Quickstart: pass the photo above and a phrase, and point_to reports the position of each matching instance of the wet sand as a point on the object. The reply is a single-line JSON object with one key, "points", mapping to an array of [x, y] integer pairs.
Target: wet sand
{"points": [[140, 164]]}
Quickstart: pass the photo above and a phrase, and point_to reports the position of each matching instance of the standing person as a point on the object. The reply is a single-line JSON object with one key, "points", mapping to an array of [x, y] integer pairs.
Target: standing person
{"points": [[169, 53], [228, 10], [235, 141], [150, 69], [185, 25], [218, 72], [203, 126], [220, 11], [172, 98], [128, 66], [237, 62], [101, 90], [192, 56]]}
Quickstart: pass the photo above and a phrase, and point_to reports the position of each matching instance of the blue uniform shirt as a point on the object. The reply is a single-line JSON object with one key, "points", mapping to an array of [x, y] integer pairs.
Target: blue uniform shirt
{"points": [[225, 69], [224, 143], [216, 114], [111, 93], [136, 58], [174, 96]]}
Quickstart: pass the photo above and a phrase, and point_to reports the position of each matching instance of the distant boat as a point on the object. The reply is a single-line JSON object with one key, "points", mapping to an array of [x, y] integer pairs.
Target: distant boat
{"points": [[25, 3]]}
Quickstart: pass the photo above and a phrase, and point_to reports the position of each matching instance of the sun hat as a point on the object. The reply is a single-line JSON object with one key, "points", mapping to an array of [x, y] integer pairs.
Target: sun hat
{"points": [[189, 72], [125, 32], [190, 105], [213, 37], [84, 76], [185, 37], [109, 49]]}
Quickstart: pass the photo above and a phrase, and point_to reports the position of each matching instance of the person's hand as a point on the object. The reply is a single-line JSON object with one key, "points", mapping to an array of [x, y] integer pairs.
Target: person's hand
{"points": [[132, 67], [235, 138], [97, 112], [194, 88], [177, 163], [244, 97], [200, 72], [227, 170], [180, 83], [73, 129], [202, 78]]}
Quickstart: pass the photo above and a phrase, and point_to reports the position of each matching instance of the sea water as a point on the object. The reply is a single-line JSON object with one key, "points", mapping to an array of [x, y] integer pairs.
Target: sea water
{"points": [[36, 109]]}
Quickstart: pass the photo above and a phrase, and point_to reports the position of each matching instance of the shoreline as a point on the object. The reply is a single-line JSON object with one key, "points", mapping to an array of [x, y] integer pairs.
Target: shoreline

● **The problem**:
Above are the records; reproduce all of them exactly.

● **Solution**:
Quickstart: pass the photo above and a phrase, and point_to reports the position of each matching instance of the wet sand as a point on the object. The reply is a single-line JSON object with one key, "points", mapping to an array of [x, y] integer pairs.
Target: wet sand
{"points": [[140, 164]]}
Quickstart: pass the photo above and a phrase, and point_to reports the position of each matching instance of the standing person as a point on the object. The reply is a single-line JSON object with one key, "points", mapping to an array of [x, y] integer pairs.
Target: standing person
{"points": [[169, 53], [228, 10], [235, 141], [150, 69], [185, 25], [218, 72], [203, 126], [220, 11], [172, 98], [128, 66], [237, 62], [101, 90], [192, 56]]}
Quickstart: pass the photo above and a phrase, and point_to reports the position of each matching instance of the blue uniform shirt as a point on the object. The reply is a single-line JSON object with one key, "points", mapping to an array of [x, y] integer pairs.
Target: blue uniform shirt
{"points": [[225, 69], [224, 143], [216, 114], [111, 93], [136, 58], [174, 96]]}
Quickstart: pass the photo above and a phrase, and point_to reports the position of each matching instance of the distant boat as a point on the object. The reply is a single-line JSON object with one key, "points", mapping to an array of [x, y] integer pairs.
Target: distant boat
{"points": [[25, 3]]}
Quickstart: pass the photo above and a phrase, and point_to reports the position of each matching instance of the sun hat as a point on the object. The reply is a single-line JSON object with one key, "points", mapping to an array of [x, y] integer pairs.
Target: sun hat
{"points": [[189, 72], [125, 32], [190, 105], [213, 37], [84, 76], [185, 37], [109, 49]]}
Quickstart: pass the photo above and a phrase, and point_to reports the position of each matching instance of the person's hand as a point on the object. The reply is a single-line JSON object with one key, "points", mapping to an array of [x, y] integer pairs.
Target: person's hand
{"points": [[132, 67], [235, 138], [97, 112], [194, 88], [177, 163], [244, 97], [200, 72], [227, 170], [180, 83], [73, 129], [202, 78]]}
Quickstart: pass the photo above and a phrase, and point_to reports the position of each matching instance of the sea water as a point on the object. The reply is a single-line JSON object with one key, "points", mapping to an array of [x, y] integer pairs.
Target: sea water
{"points": [[36, 109]]}
Quickstart: pass the photo above and a phrase, and point_to reports the position of each matching instance of the shoreline as a point on the object. The reply is a single-line JSON object with one key, "points", mapping to an array of [x, y] integer pairs.
Target: shoreline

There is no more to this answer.